Data section:
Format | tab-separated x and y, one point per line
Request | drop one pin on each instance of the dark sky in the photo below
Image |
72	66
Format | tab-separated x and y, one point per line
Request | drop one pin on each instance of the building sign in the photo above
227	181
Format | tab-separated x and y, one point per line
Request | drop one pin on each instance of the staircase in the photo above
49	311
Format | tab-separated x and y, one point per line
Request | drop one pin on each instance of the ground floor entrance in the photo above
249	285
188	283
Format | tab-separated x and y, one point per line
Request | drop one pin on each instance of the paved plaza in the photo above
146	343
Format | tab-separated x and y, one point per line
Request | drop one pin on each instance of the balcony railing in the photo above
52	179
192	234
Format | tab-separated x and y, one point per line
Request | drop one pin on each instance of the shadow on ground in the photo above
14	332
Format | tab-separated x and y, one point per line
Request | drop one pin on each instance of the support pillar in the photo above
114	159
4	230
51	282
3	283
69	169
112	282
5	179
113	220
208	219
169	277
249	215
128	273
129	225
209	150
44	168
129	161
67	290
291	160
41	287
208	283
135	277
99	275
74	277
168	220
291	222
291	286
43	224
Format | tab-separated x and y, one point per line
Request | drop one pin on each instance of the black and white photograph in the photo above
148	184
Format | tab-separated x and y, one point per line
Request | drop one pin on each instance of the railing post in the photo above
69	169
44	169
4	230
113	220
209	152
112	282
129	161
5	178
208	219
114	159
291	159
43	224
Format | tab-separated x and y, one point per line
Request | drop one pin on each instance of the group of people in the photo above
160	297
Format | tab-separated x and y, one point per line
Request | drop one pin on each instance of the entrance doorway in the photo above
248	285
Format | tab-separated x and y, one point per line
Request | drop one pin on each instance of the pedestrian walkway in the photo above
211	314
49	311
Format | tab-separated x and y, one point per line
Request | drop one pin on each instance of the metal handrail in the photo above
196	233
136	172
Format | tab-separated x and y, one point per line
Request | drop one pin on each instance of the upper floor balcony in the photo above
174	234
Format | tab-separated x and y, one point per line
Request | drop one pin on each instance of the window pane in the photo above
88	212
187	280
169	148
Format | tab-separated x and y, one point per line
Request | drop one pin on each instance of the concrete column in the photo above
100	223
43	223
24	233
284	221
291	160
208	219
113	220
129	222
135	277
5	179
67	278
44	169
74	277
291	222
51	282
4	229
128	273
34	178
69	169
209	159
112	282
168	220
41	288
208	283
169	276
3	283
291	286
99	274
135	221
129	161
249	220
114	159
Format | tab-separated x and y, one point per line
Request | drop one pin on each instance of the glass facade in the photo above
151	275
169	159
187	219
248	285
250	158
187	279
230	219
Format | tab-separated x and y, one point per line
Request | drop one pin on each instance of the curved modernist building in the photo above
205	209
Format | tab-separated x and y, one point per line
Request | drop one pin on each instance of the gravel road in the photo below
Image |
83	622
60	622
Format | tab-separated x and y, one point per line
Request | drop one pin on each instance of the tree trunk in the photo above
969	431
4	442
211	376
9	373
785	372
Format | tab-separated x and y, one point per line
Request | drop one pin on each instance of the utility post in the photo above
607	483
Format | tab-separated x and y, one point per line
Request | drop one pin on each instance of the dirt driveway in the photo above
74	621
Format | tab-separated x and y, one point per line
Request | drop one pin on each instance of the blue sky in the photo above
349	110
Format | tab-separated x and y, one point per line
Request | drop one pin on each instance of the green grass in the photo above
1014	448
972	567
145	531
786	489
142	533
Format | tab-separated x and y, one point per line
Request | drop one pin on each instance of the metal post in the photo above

What is needed: Repeat the material above in full, exactly as it stands.

Exercise solution:
Format | tab-separated x and y, one point per line
Request | drop one pin on each instance of the dark sky in the photo below
Image |
72	66
Format | tab-separated x and y, one point per line
Request | drop one pin on each instance of the building sign in the photo above
227	181
Format | tab-separated x and y, one point per line
Request | drop one pin on each instance of the staircase in the photo above
49	311
Format | tab-separated x and y, one point per line
Request | drop one pin on each instance of the ground floor entrance in the photo above
249	285
188	283
Format | tab-separated x and y, one point per line
Request | drop one pin on each instance of the paved plaza in the photo above
146	343
Format | tab-separated x and y, one point per line
Request | drop one pin on each instance of the balcony railing in the photo above
52	179
192	234
Format | tab-separated x and y, one point per line
Request | drop one pin on each instance of the shadow on ground in the photo above
14	332
Format | tab-separated x and y, one point per line
Request | drop one pin on each instance of the support pillar in the photo above
114	159
4	230
51	282
3	283
69	169
112	282
5	179
113	220
208	219
169	277
249	215
128	273
129	225
209	150
44	168
129	161
67	290
291	160
41	287
208	283
135	277
99	275
74	277
168	220
291	222
291	286
43	224
Format | tab-separated x and y, one point per line
Request | drop one pin on each instance of the black and white photograph in the photo above
148	184
Format | tab-separated x and y, one point per line
Request | drop one pin on each instance of the railing post in the photo above
69	169
44	169
4	230
113	220
209	152
112	282
129	161
5	178
208	219
114	159
291	159
43	224
Format | tab-separated x and y, one point per line
Request | drop one pin on each instance of the group of people in the photo above
160	297
Format | tab-separated x and y, one point per line
Request | drop one pin on each instance of the entrance doorway in the photo above
248	285
Format | tab-separated x and y, one point per line
Request | drop one pin on each instance of the pedestrian walkway in the photo above
211	314
49	311
Format | tab-separated x and y, one point per line
Request | drop one pin on each instance of the metal handrail in the photo above
196	233
136	172
Format | tab-separated x and y, one point per line
Request | drop one pin on each instance of the upper floor balcony in the photo above
174	234
Format | tab-separated x and y, one point per line
Request | drop one pin on each instance of the window pane in the photo above
88	212
187	280
169	148
Format | tab-separated x and y, one point per line
Request | drop one pin on each instance of the concrete column in the photo above
100	223
43	223
24	233
284	221
291	160
208	219
113	220
129	222
135	277
5	179
67	278
44	169
74	277
291	222
51	282
4	229
128	273
34	178
69	169
209	159
112	282
168	220
41	288
208	283
169	276
3	283
291	286
99	274
135	221
129	161
249	220
114	159
Format | tab-separated x and y, one point per line
Request | drop one pin on each instance of the glass facade in the photo above
151	275
169	159
187	219
248	285
250	158
187	279
230	219
Format | tab-separated x and y, one point per line
Request | drop one pin on each instance of the curved modernist building in the photo above
205	209
Format | tab-separated x and y, one point per line
Request | drop one pin on each instance of the gravel road in the photo below
Image |
83	622
60	622
Format | tab-separated x and y, one point per line
Request | drop one pin on each instance of the tree trunk in the photo above
969	431
4	442
211	376
9	373
785	372
Format | tab-separated x and y, one point per line
Request | drop one pin on each instance of the utility post in the photo above
607	483
Format | tab-separated x and y, one point per line
Request | drop one pin on each instance of the dirt driveway in the photo above
74	621
Format | tab-separated x and y, one point per line
Request | drop one pin on each instance of the blue sky in the photo above
349	110
Format | tab-separated x and y, one point per line
Request | drop one pin on each instance of the green grass in the photo above
1014	448
972	567
145	531
786	489
142	533
Format | tab-separated x and y, one point per line
Request | drop one pin on each instance of the metal post in the photo above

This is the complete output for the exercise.